• Material provided:
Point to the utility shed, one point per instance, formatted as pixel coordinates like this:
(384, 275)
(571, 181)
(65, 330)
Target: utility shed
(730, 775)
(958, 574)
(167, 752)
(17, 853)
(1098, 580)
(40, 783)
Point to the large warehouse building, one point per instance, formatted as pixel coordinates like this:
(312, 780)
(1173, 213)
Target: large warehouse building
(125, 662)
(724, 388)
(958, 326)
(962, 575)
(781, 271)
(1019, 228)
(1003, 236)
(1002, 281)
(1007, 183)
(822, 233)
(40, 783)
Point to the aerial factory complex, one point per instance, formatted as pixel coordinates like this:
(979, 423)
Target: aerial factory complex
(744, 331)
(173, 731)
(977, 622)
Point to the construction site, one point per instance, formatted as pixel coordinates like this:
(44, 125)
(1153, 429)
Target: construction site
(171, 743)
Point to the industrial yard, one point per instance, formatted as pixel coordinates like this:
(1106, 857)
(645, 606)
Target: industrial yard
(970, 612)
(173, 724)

• To do:
Each line from the first line of the entries up to and including the line containing "(1173, 213)" should be transcribed exactly, with all other lines left out.

• Solution:
Point to the utility shed, one point per instance, formatted as pixel coordinates like this:
(384, 275)
(571, 181)
(65, 330)
Target: utility shed
(730, 775)
(958, 574)
(167, 752)
(17, 853)
(1098, 580)
(40, 783)
Point to the large warehouse building, one point per instance, formatted as pixel coordinates like this:
(312, 780)
(1173, 213)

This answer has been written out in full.